**Required task**
Copy out the stretch of lines from the one containing "the laptop screen" through the last line, unchanged.

**Given data**
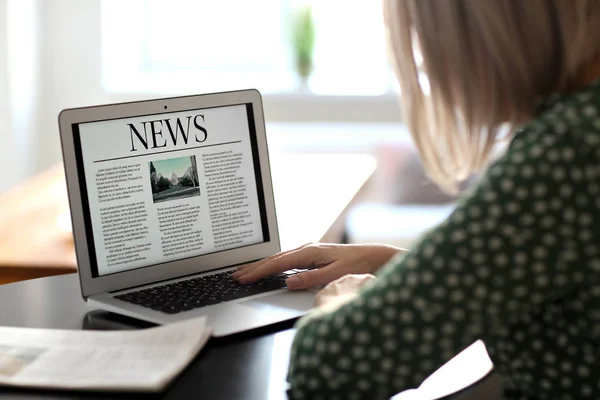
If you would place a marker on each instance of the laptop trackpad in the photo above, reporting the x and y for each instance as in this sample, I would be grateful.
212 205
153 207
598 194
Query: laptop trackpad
301 301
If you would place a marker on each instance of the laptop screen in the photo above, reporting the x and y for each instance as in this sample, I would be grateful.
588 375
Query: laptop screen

**Written solution**
If you would place a marker on each instance of the laptop screen in the photo above, reporting the x and y for each instance as in this sample, I would be grateful.
588 375
Query: laptop screen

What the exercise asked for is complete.